Aim of the exercise:
The answer must restate every entry exactly as it appears.

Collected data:

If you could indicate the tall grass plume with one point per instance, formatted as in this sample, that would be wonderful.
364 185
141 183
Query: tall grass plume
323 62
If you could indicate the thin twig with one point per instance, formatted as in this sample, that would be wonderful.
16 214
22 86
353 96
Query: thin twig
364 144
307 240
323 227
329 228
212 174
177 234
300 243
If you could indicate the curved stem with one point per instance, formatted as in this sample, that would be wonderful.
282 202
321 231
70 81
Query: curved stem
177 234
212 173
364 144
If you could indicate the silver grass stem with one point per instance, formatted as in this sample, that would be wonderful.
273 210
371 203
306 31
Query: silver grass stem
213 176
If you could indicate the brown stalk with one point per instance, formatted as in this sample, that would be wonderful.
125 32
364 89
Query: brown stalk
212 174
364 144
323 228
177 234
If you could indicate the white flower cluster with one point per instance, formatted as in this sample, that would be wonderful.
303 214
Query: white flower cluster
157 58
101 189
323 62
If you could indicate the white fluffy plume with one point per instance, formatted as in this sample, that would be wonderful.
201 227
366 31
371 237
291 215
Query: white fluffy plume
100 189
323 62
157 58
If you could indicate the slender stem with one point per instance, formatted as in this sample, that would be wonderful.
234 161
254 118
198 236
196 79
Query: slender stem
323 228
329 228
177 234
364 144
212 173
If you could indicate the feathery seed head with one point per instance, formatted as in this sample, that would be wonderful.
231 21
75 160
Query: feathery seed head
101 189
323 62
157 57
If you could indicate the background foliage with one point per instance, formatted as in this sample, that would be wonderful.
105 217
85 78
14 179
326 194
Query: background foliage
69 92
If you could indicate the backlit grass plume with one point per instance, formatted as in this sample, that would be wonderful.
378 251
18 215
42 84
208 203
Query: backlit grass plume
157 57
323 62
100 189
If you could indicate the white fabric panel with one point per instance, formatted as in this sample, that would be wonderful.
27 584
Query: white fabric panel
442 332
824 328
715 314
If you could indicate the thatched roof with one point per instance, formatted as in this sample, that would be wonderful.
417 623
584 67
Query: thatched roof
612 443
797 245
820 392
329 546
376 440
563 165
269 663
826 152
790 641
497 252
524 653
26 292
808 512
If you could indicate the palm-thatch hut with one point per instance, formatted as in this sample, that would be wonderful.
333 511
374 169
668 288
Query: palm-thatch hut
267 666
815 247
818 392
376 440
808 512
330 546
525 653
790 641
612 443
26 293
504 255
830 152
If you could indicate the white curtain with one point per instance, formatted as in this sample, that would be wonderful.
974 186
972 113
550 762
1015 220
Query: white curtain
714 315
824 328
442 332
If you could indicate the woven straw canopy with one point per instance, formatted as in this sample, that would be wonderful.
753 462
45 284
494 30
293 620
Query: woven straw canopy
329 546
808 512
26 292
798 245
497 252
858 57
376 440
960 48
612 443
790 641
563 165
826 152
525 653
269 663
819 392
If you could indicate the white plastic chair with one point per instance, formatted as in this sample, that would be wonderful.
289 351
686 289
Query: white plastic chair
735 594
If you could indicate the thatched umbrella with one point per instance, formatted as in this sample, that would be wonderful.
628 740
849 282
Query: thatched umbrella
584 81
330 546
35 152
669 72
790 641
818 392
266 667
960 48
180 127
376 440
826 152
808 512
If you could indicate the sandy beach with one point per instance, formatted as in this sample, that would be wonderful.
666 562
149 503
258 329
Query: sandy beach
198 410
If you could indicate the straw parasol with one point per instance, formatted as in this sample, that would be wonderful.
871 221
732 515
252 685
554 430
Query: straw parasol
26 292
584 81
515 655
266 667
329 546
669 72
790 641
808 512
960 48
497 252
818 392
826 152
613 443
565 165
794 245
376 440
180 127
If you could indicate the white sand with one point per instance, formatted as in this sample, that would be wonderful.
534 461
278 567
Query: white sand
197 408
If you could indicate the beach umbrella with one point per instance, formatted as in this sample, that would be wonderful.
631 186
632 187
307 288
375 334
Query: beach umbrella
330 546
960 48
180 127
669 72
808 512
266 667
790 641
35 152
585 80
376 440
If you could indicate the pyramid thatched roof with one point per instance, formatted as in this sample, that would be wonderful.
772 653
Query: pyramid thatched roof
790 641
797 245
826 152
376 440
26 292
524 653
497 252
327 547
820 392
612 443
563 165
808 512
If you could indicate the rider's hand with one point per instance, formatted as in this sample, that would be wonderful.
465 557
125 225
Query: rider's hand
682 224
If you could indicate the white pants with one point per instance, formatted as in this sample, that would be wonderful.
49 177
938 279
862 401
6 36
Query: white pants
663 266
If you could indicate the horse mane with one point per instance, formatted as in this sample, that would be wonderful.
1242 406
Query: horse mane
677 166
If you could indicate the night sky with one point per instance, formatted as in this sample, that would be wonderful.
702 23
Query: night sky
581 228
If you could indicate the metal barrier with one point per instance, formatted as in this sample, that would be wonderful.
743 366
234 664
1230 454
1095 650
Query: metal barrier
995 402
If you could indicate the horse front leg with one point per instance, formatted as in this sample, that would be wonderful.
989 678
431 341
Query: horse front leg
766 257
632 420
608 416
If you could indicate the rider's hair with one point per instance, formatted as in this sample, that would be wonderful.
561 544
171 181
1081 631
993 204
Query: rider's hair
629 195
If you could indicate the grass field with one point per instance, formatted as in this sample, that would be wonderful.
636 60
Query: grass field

Exercise result:
If you could indicate the tall grass plume with one point per instance, formatted as in this sample, that would be wonderful.
364 185
141 183
Query: tall grass plume
323 62
If you could indicate the thin twig with one point per instance, formatted as in this sample, that would be wonderful.
16 214
22 86
353 96
Query: thin twig
364 144
307 240
323 227
329 228
212 174
177 234
300 243
If you could indicate the curved stem with one point per instance, formatted as in this sample, that would be wonderful.
282 202
321 231
70 81
Query: curved stem
177 234
212 173
364 144
If you could indicate the silver grass stem with one point per instance, formatted as in this sample, that would be wonderful.
273 210
371 203
306 31
Query: silver grass stem
213 176
If you could indicate the brown stalk with one point per instance, formatted as in this sample, that would be wonderful.
125 32
364 89
Query: brown stalk
212 174
364 144
323 228
177 234
If you could indicate the white flower cluster with one point per instance, formatted as in this sample, that would be wonderful.
303 214
Query: white flower cluster
157 58
101 189
323 62
If you could indicate the white fluffy plume with one point per instance, formatted as in this sample, that would be wonderful.
201 227
366 31
371 237
291 215
Query: white fluffy plume
100 189
323 62
157 58
If you could indicate the slender stem with one point per instance, formatted as in this sample, that would be wonderful.
234 161
254 118
198 236
196 79
Query: slender stem
323 228
329 228
177 234
364 144
212 173
If you could indicate the feathery seed head with one point per instance, formatted as in this sample, that would be wonderful.
231 21
75 160
Query: feathery seed head
101 189
323 62
157 57
If you could indicate the background foliage with one point per instance, formatted as in this sample, that would be wonderful.
105 217
85 78
14 179
326 194
Query: background foliage
69 92
If you could indicate the backlit grass plume with one point per instance, formatted as in this sample, that would be wonderful.
378 251
18 215
42 84
208 203
Query: backlit grass plume
157 57
323 62
100 189
If you could indicate the white fabric panel with one point per instance, formatted as in this sample, that would be wonderful.
27 584
Query: white fabric panel
442 332
824 328
715 314
If you could indicate the thatched roof with one point per instance, formatted as in this sample, that would be wonderful.
417 623
584 67
Query: thatched roof
612 443
797 245
820 392
329 546
376 440
563 165
269 663
826 152
790 641
497 252
524 653
26 292
808 512
If you could indicate the palm-thatch hut with one point per instance, formatted as in this sample, that would be wonderful.
333 511
374 169
668 288
Query: palm-thatch hut
267 666
815 247
818 392
376 440
808 512
330 546
525 653
790 641
612 443
26 293
504 255
830 152
If you could indicate the white curtain with one point per instance, formatted as in this sample, that would be wonderful.
974 186
972 113
550 762
1015 220
Query: white curtain
714 315
824 328
442 332
If you could indicate the woven straw canopy with one point per instance, formatted as in this sample, that would be wonderful.
753 462
45 284
494 30
293 620
Query: woven straw canopy
329 546
808 512
26 292
798 245
497 252
858 57
376 440
960 48
612 443
790 641
563 165
826 152
525 653
269 663
819 392
If you could indicate the white plastic chair with one point per instance, formatted as in this sample, that would be wonderful.
289 351
686 289
Query: white plastic chair
735 594
If you could indicate the thatched umbrella with one point per instance, formatted as in this sample, that would be wonderful.
628 740
849 282
Query: thatched umbrella
584 81
330 546
35 152
669 72
790 641
818 392
266 667
960 48
180 127
376 440
826 152
808 512
If you could indicate the sandy beach with one point per instance, formatted as in this sample, that would be wonderful.
666 562
149 503
258 329
Query: sandy beach
198 410
If you could indicate the straw parasol with one point per instance, formatted as in this sample, that would be wonderful.
871 221
732 515
252 685
554 430
Query: straw parasol
26 292
584 81
515 655
266 667
329 546
669 72
790 641
808 512
960 48
497 252
818 392
826 152
613 443
565 165
794 245
376 440
180 127
If you could indicate the white sand with one point per instance, formatted as in this sample, that would be wonderful.
534 461
278 567
Query: white sand
197 408
If you could indicate the beach umbrella with one point per instance, formatted as in this sample, that would be wonderful.
631 186
632 187
307 288
375 334
Query: beach umbrella
330 546
960 48
180 127
669 72
808 512
266 667
790 641
35 152
585 80
376 440
If you could indicate the pyramid thatched roof with one point per instance, formatted as in this sample, that would be wonderful.
772 653
Query: pyramid thatched roof
790 641
797 245
826 152
376 440
26 292
524 653
497 252
327 547
820 392
612 443
563 165
808 512
If you could indicate the rider's hand with one point per instance, formatted as in this sample, that would be wonderful.
465 557
125 225
Query: rider's hand
682 224
If you could indicate the white pants with one point per instance, formatted as in this sample, that would be wonderful.
49 177
938 279
862 401
6 36
Query: white pants
663 266
If you could indicate the horse mane with one point per instance, formatted as in this sample, that would be wonderful.
1242 406
Query: horse mane
677 166
If you could indicate the night sky with one point per instance, formatted as in this sample, that would be wonderful.
702 23
Query: night sky
581 228
If you could indicate the metal barrier with one point per instance, formatted as in this sample, that would be wonderful.
743 366
234 664
1230 454
1095 650
Query: metal barrier
995 402
If you could indicate the horse front leg with one point per instance, formatted as in this sample, that would be wonderful.
989 678
431 341
Query: horse front leg
766 257
632 420
608 416
If you could indicate the rider's hair with one point per instance, formatted as in this sample, that would be wonderful.
561 544
171 181
1081 631
993 204
Query: rider's hair
629 195
If you could indicate the grass field with one point per instance, formatted as in this sample, that would be wonderful.
636 60
Query: grass field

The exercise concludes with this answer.